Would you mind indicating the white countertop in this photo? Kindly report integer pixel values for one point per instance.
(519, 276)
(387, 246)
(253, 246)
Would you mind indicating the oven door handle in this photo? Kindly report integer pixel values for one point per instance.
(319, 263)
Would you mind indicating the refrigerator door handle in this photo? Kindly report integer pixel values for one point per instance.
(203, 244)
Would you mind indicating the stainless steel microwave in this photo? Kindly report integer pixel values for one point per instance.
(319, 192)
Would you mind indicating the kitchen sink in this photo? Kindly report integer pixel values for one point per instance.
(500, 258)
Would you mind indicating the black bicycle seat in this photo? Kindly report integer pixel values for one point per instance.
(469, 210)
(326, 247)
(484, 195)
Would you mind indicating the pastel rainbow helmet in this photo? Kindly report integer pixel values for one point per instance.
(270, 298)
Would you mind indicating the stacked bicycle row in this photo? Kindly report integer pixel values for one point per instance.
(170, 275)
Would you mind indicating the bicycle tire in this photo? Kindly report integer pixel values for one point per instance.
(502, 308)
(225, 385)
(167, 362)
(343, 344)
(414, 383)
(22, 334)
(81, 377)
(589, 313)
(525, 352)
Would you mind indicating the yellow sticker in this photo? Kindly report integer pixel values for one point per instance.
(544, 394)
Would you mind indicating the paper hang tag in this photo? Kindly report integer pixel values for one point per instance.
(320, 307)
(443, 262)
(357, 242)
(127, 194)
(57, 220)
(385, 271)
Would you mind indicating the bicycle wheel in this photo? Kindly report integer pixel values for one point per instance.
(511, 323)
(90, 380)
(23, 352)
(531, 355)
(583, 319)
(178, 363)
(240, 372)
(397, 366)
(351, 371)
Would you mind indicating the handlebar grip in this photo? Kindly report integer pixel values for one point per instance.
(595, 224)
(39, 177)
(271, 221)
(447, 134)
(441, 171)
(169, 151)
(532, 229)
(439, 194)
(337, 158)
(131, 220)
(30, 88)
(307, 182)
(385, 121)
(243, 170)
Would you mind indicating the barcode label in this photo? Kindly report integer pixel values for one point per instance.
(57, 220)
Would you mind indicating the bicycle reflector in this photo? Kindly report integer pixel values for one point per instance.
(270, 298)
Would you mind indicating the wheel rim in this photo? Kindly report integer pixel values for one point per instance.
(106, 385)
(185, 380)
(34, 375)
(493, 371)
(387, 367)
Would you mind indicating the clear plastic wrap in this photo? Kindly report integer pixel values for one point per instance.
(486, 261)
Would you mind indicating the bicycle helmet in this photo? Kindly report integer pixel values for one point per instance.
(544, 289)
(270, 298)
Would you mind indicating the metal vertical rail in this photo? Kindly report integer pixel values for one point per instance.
********
- What you should do
Return all of the data exactly as it reads.

- Exercise answer
Would you mind indicating the white countertop in this photo? Kindly report integer pixel values for one point per instance.
(519, 276)
(387, 246)
(253, 246)
Would you mind indicating the oven door handle in this photo? Kindly report integer pixel values for one point per instance.
(319, 263)
Would you mind indicating the refrigerator door handle in this photo? Kindly report integer pixel values for one point per instance.
(203, 244)
Would you mind indicating the stainless steel microwave in this photo? Kindly report integer pixel values for one point per instance.
(319, 192)
Would you mind indicating the kitchen sink in this photo? Kindly report integer pixel values for one point per instance.
(500, 258)
Would you mind indicating the black bicycle seat in this photo? Kindly report integer pixel values for one point per instance.
(469, 210)
(326, 247)
(484, 195)
Would you mind indicating the pastel rainbow helmet in this photo? Kindly report integer pixel values for one point per instance.
(270, 298)
Would you mind indicating the stacked bicycle row in this photo? Kindly report integer pixel values for one point per instance.
(170, 275)
Would you mind indicating the bicycle tire in this photo? Kindly report integer pixel values for one point per instance.
(502, 308)
(225, 385)
(167, 362)
(343, 344)
(414, 383)
(22, 334)
(81, 377)
(589, 313)
(525, 352)
Would you mind indicating the yellow sticker in this photo? Kindly report integer pixel values for one point per instance.
(544, 394)
Would you mind indicating the paper hang tag in this photo? Kindly report integer pixel values for one point per instance.
(320, 307)
(443, 262)
(357, 242)
(127, 194)
(57, 220)
(385, 271)
Would you mind indicating the bicycle wheel in this photo? Kindly report integer pixel values for one point per instance.
(511, 323)
(90, 380)
(23, 352)
(531, 355)
(583, 319)
(178, 363)
(240, 372)
(397, 366)
(351, 371)
Would you mind indicating the handlebar grip in this photo? Kindly report integer pixel values for one point per instance.
(595, 224)
(39, 177)
(271, 221)
(447, 134)
(441, 171)
(169, 151)
(532, 229)
(439, 194)
(337, 158)
(131, 220)
(30, 88)
(307, 182)
(385, 121)
(243, 170)
Would you mind indicating the barcode label in this photo? Kindly report integer pixel values for one point per instance.
(57, 220)
Would you mind indicating the bicycle reflector in this photo? Kindly report integer pixel values for one point per instance.
(270, 298)
Would you mind indicating the wheel rim in this photo? Kindly report integer pixel values for one point per instance.
(106, 385)
(185, 380)
(34, 375)
(493, 371)
(387, 367)
Would you mind indicating the clear plastic wrap in this photo? Kindly report integer pixel values for one point per instance.
(486, 261)
Would you mind indicating the bicycle helmet in this photo? Kindly report integer pixel values for one point per instance.
(544, 289)
(270, 298)
Would you mind indicating the metal vertical rail in this photo? Kindly report integer pixel values for one point per instance.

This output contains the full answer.